**ページ本文**
急性緑内障発作は、ある日突然目が痛くなり、眼圧が上がり、モノがぼんやり見え始めます。そのうちに、痛みが激しくなり、吐き気や頭痛が起こります。
様子を見ているうちに2、 3日で失明してしまうこともあり、最も危険な病気と言うこともできます。
今回は眼科で最もメジャーな救急疾患である、急性緑内障発作についてお話しします。
急性緑内障発作は、緑内障の 1つで、急激に眼圧が上がることから始まります。 眼圧とは、目の硬さを維持する力のことで、眼圧が低いと目が柔らかく、眼圧が高いと目が硬くなります。目では最も機能するように一定の圧に保たれています。正常は10~20mmHg(ミリメートル水銀柱)と言われています。
緑内障の典型では、眼圧が高くなると神経が痛み、網膜が障害されて見えなくなってしまいます。緑内障発作の場合は、この上昇が激しく、場合によっては60~70mmHgにもなり、急激に網膜の障害が進みます。眼圧が高くなると、うずくような痛みが生じて、その後頭痛や吐き気等を伴います。
吐き気があるので、胃腸の病気かと思っていたら、目の病気だったっと言うことがたまにあります。
このような症状が生じたら、体だけでなく目の病気を疑うことも重要です。

**参照表現グラウンディングデータ**
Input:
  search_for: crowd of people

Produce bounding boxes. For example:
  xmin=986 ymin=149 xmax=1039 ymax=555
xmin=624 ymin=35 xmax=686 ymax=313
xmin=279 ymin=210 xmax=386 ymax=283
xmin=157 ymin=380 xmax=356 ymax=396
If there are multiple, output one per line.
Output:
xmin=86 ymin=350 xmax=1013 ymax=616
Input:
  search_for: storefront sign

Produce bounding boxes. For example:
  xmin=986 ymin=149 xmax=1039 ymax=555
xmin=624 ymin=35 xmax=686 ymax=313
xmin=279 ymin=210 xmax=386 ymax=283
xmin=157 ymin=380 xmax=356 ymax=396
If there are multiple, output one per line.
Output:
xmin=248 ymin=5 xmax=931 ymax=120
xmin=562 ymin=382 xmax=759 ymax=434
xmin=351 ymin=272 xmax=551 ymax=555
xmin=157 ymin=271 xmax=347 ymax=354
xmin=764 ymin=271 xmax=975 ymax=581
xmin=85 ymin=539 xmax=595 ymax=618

**課題内容**
急性緑内障発作についての本文を、一字一句そのまま全文書き写してください。 項目は別の出典から取ったものです。

**結果**
急性緑内障発作は、ある日突然目が痛くなり、眼圧が上がり、モノがぼんやり見え始めます。そのうちに、痛みが激しくなり、吐き気や頭痛が起こります。
様子を見ているうちに2、 3日で失明してしまうこともあり、最も危険な病気と言うこともできます。
今回は眼科で最もメジャーな救急疾患である、急性緑内障発作についてお話しします。
急性緑内障発作は、緑内障の 1つで、急激に眼圧が上がることから始まります。 眼圧とは、目の硬さを維持する力のことで、眼圧が低いと目が柔らかく、眼圧が高いと目が硬くなります。目では最も機能するように一定の圧に保たれています。正常は10~20mmHg(ミリメートル水銀柱)と言われています。
緑内障の典型では、眼圧が高くなると神経が痛み、網膜が障害されて見えなくなってしまいます。緑内障発作の場合は、この上昇が激しく、場合によっては60~70mmHgにもなり、急激に網膜の障害が進みます。眼圧が高くなると、うずくような痛みが生じて、その後頭痛や吐き気等を伴います。
吐き気があるので、胃腸の病気かと思っていたら、目の病気だったっと言うことがたまにあります。
このような症状が生じたら、体だけでなく目の病気を疑うことも重要です。